(Pointing dataset records)
==*==

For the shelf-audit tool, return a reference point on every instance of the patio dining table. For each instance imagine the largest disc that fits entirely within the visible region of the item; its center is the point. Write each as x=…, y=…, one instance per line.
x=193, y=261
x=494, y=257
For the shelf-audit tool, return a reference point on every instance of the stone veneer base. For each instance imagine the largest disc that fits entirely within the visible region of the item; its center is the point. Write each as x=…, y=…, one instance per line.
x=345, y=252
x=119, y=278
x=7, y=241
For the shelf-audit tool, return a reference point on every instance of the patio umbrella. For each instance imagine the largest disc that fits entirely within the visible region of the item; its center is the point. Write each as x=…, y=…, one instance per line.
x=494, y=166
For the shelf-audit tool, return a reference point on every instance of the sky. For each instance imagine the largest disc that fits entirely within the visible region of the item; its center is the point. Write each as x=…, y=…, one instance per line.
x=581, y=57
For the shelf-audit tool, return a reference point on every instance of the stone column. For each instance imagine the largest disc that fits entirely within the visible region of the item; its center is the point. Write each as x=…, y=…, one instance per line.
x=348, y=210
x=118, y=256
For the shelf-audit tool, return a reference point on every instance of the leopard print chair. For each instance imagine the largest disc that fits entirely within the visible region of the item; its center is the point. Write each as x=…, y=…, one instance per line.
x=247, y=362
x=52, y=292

==*==

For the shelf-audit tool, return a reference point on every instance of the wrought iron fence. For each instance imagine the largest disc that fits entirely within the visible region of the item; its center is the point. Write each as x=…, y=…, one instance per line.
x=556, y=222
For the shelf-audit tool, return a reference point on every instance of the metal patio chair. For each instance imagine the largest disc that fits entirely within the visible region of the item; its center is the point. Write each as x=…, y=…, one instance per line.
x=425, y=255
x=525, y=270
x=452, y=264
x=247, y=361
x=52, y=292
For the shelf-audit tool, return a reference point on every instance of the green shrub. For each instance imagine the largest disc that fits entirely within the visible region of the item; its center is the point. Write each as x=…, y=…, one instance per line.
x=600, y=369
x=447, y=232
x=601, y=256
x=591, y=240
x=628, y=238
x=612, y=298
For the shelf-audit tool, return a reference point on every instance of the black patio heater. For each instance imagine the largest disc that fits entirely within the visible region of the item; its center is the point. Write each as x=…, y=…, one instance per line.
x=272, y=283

==*==

WHAT IS ASKED: Rewrite the items from the line containing "the stone veneer" through the line containing "x=119, y=278", inclusive, with the request text unchanged. Add 52 to every x and y coordinate in the answers.

THE RESPONSE:
For the shelf-audit tool, return a reference point on every instance of the stone veneer base. For each instance imagine the largest disc that fits entirely within the visible region of the item; its center is the point. Write each as x=…, y=…, one instance per line.
x=397, y=304
x=171, y=330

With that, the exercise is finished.